*Aim*:
Return every line below as is, leaving out the pictures.

::::::::

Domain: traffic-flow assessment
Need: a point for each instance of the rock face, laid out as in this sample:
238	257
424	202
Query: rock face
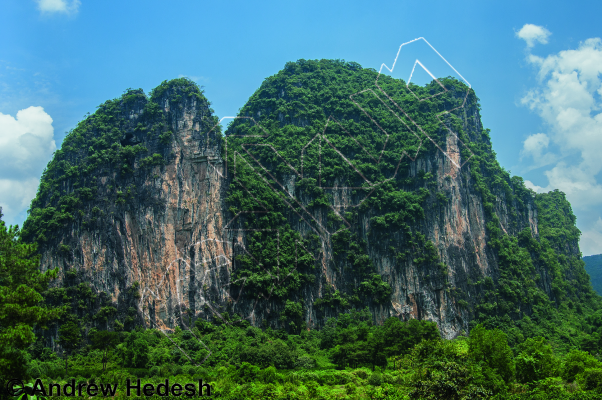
170	247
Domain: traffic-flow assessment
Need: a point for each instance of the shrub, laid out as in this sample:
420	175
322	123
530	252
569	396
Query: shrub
376	379
591	379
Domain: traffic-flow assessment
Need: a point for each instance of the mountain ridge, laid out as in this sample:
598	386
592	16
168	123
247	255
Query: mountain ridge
427	241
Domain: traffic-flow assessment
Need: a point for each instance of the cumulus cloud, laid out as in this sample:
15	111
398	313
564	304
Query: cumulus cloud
568	100
533	34
58	6
26	145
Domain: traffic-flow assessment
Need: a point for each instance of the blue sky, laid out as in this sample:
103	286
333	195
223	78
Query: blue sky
59	59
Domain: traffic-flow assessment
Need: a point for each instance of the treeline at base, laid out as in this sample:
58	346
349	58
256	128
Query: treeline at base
351	358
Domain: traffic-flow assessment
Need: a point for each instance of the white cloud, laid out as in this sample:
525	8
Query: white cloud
16	197
26	145
533	34
568	100
58	6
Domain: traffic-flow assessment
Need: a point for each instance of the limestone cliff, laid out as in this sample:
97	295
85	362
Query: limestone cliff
174	221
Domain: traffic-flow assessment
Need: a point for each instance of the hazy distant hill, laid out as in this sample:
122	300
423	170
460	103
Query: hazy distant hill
593	266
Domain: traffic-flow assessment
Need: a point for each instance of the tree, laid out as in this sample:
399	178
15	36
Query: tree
105	340
535	361
69	338
21	285
491	348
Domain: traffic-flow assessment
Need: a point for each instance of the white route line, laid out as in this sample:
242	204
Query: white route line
323	233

::::::::

*Exercise output*:
Domain: traffic-flow assessment
Need: a point for each instance of the rock face, laid out as in this sample:
238	257
424	202
Query: rock face
170	247
Domain: traffic-flow assessment
Need: a point for each instance of the shrub, laid out as in this sample:
420	175
322	123
530	252
569	396
Query: shrub
376	379
591	379
Domain: traffic-flow assessment
Need: a point for each instance of the mountain ridge, laid out as in this sample:
598	386
592	16
168	123
247	255
Query: mountain ridge
427	241
Domain: traffic-flow assessment
Need: a point for each instance of the cumulus cloud, laid out as in this sample:
15	111
398	313
564	304
Query: cumulus cloud
568	100
533	34
58	6
26	145
Domain: traffic-flow assessment
Need: a point for each instance of the blue sky, laid out as in this sample:
103	286
333	195
223	78
Query: blue sky
59	59
Domain: traffic-flow assessment
Need: a point for each instance of the treeline at base, laid out as in this sample:
58	346
349	58
256	128
Query: treeline at base
351	358
Domain: traffic-flow assessment
Need: a point for each instance of the white cloud, laid out as in this sample:
525	8
Query: white cloud
16	197
26	145
533	34
568	100
58	6
Domain: traffic-flow assessment
Need: a point for each instance of the limestone cliff, laid out as in this sample:
97	295
85	362
Query: limestone cliff
174	221
Domain: traffic-flow assessment
Need: a point for each instance of the hazy distant hill, laid out as in this sample:
122	300
423	170
460	103
Query: hazy distant hill
593	266
Domain: traffic-flow assessment
Need: a point for each instance of the tree, laid out as in this sample:
399	178
15	36
Query: tree
105	340
535	361
69	338
21	285
491	348
Domain: traffic-flow assessment
Need: a point for each instance of the white route line, laid out as in this sample:
242	204
Query: white route line
323	233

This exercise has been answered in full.